### PAGE EXTRACT

· · · · · · ·

WELLINGTON, New Zealand — Standing by his desk in New Zealand’s distinctive round Parliament building, known locally as the Beehive, Prime Minister John Key proudly brandished an ornately engraved sword. It was used, he said, by Frodo Baggins, the protagonist of the “Lord of the Rings” trilogy, and in the films it possesses magical powers that cause it to glow blue in the presence of goblins.




“This was given to me by the president of the United States,” said Mr. Key, marveling that President Obama’s official gift to New Zealand was, after all, a New Zealand product.


In Mr. Key’s spare blond-wood office — with no goblins in sight — the sword looked decidedly unmagical. But it served as a reminder that in New Zealand, the business of running a country goes hand in hand with the business of making movies.


For better or worse, Mr. Key’s government has taken extreme measures that have linked its fortunes to some of Hollywood’s biggest pictures, making this country of 4.4 million people, slightly more than the city of Los Angeles, a grand experiment in the fusion of film and government.


That union has been on enthusiastic display here in recent weeks as “The Hobbit: An Unexpected Journey,” the first of three related movies by the director Peter Jackson, approached its world premiere on Wednesday in Wellington (and on Dec. 14 in the United States). Anticipation in New Zealand has been building, and there are signs everywhere of the film’s integration into Kiwi life — from the giant replica of the movie’s Gollum creature suspended over the waiting area at Wellington Airport to the gift shops that are expanding to meet anticipated demand for Hobbit merchandise (elf ears, $14).


But the path to this moment has been filled with controversy. Two years ago, when a dispute with unions threatened to derail the “Hobbit” movies — endangering several thousand jobs and a commitment of some $500 million by Warner Brothers — Mr. Key persuaded the Parliament to rewrite its national labor laws.


It was a breathtaking solution, even in a world accustomed to generous public support of movie projects, and a substantial incentive package was included: the government agreed to contribute $99 million in production costs and add $10 million to the studio’s marketing budget. And its tourism office will spend about $8 million in its current fiscal year, and probably more in the future, as part of a promotional campaign with Time Warner that is marketing the country as a film-friendly fantasyland.

· · · · · · ·

### RECORD EXCERPTS
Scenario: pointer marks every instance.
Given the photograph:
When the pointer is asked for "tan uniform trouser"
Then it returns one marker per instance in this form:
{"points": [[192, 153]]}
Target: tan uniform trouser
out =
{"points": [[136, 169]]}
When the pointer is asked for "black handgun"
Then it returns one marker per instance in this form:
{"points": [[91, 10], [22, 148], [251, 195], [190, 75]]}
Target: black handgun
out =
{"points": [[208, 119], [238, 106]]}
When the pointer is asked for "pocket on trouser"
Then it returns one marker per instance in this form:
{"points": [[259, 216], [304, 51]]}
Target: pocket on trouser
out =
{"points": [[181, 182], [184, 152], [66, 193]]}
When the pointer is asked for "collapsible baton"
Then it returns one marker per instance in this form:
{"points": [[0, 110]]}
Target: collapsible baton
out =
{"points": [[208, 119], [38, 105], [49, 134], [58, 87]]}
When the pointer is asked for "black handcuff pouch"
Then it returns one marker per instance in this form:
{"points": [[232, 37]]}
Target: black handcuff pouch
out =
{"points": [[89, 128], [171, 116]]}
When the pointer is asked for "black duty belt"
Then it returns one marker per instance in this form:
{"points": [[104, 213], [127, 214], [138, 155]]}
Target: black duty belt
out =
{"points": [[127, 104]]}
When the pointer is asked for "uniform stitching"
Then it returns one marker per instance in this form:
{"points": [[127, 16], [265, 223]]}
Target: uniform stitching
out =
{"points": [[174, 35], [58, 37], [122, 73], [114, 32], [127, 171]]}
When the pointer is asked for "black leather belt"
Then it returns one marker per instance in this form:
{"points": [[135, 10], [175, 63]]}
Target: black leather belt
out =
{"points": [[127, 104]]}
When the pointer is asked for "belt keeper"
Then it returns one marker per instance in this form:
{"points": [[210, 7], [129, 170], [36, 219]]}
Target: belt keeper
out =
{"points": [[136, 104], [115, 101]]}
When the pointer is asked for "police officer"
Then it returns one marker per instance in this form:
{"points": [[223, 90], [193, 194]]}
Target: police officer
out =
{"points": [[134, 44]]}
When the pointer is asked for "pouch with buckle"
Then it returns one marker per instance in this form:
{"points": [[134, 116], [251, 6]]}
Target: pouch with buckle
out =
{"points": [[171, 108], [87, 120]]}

· · · · · · ·

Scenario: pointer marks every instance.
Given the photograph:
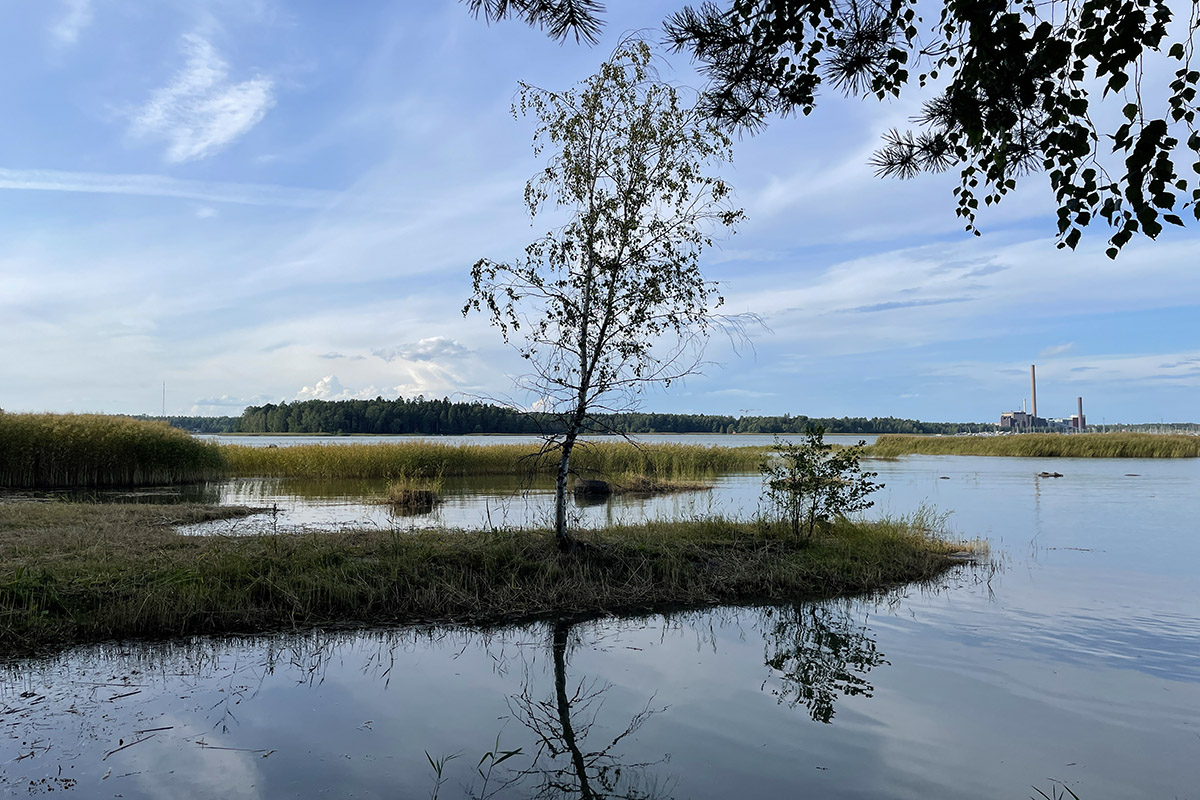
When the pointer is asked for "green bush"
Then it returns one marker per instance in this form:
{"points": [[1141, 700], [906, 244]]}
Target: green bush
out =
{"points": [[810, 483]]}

· · · · · · ·

### TASK REQUIREMENTS
Rewrite the paragraph beginning "It was a breathtaking solution" from the article on New Zealand and the Hobbit films as a short list that keeps its main facts.

### FINISHED TASK
- The solution was breathtaking, even where generous public support for movie projects is common.
- It came with a substantial incentive package.
- The government agreed to contribute $99 million in production costs.
- It agreed to add $10 million to the studio's marketing budget.
- The tourism office will spend about $8 million in its current fiscal year, and probably more in the future, on a promotional campaign with Time Warner.
- The campaign markets the country as a film-friendly fantasyland.